_Stated problem_: Transcribe all the records with complete accuracy.

(Records contained in a dataset)
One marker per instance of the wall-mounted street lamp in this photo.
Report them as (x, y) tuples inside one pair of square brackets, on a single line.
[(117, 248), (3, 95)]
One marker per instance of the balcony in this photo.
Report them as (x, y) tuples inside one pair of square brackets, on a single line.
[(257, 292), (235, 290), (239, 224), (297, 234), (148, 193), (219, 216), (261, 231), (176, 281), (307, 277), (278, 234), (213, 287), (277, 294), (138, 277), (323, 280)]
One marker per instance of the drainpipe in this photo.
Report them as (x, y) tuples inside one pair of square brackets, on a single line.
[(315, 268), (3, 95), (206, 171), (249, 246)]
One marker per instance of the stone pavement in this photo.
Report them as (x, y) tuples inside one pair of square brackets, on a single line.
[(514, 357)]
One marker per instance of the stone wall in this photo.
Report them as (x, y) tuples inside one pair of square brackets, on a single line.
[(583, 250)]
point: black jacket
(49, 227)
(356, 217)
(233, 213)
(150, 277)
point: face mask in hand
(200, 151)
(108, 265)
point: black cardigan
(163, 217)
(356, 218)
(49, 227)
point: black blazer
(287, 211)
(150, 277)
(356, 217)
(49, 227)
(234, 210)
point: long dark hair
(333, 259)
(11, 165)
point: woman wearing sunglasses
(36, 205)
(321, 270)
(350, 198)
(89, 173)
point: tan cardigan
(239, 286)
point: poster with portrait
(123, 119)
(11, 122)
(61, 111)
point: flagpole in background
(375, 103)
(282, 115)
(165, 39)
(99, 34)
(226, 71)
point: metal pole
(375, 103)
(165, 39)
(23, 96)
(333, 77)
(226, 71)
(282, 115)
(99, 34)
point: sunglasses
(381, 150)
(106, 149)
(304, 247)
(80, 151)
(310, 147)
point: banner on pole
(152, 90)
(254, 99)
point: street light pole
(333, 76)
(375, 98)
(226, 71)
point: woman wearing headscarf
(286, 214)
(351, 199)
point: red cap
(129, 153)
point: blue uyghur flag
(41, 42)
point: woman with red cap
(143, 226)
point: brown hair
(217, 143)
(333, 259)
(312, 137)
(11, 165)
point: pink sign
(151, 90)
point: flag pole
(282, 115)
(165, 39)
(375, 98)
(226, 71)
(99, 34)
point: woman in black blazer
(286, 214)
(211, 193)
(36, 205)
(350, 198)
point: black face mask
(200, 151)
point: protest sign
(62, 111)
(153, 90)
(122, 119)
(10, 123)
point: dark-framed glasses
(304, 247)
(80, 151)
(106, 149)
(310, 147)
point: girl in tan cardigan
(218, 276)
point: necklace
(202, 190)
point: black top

_Answer to the task_:
One marker per instance of the wall-mounted street lamp in this photo.
Report them as (x, y) tuples inside one pair of square brackets, on a single line.
[(117, 248), (3, 95)]
One marker per instance of the balcony in this photo.
Report them as (x, y) tuples inside one pair of square brackets, on a single line.
[(257, 292), (235, 290), (239, 224), (297, 234), (148, 193), (219, 216), (261, 231), (176, 281), (307, 277), (278, 234), (213, 287), (277, 294), (138, 277), (323, 280)]
One marker per instance of the drainpipe in this photo.
Report them as (x, y) tuples inside one pair of square brackets, on a single line.
[(315, 268), (3, 95), (206, 171), (249, 246)]
One marker per instance of the stone pavement in this photo.
Report them as (x, y) tuples inside one pair of square brackets, on a single line.
[(514, 357)]
One marker per instance of the stone wall in this photo.
Report them as (x, y) tuples inside one pair of square brackets, on a single line.
[(583, 250)]
point: black jacket
(49, 227)
(356, 217)
(233, 213)
(150, 277)
point: face mask in hand
(200, 151)
(108, 265)
point: black cardigan
(163, 217)
(356, 218)
(49, 227)
point: black blazer
(287, 211)
(150, 277)
(356, 217)
(49, 227)
(234, 210)
point: long dark hair
(333, 259)
(11, 165)
point: woman wearing sunglasses
(36, 205)
(321, 270)
(350, 198)
(89, 173)
point: tan cardigan
(239, 286)
point: poster with portrait
(123, 119)
(11, 122)
(61, 111)
point: flagpole in background
(375, 103)
(282, 115)
(165, 39)
(99, 34)
(226, 71)
point: metal pole
(375, 103)
(165, 39)
(23, 96)
(333, 77)
(226, 71)
(282, 115)
(99, 34)
point: sunglasses
(381, 150)
(106, 149)
(304, 247)
(80, 151)
(310, 147)
point: banner on pole
(152, 90)
(254, 99)
point: street light pole
(333, 76)
(375, 98)
(226, 71)
point: woman wearing headscarf
(286, 214)
(351, 199)
point: red cap
(129, 153)
point: blue uyghur flag
(41, 42)
point: woman with red cap
(143, 226)
point: brown hair
(217, 143)
(333, 259)
(312, 137)
(11, 165)
point: pink sign
(151, 90)
point: flag pole
(282, 115)
(165, 39)
(375, 98)
(226, 71)
(99, 34)
point: woman in black blazer
(286, 214)
(211, 193)
(36, 205)
(350, 198)
point: black face mask
(200, 151)
point: protest sign
(62, 111)
(153, 90)
(122, 119)
(10, 123)
point: dark-framed glasses
(304, 247)
(80, 151)
(106, 149)
(310, 147)
point: girl in tan cardigan
(218, 276)
point: necklace
(202, 190)
point: black top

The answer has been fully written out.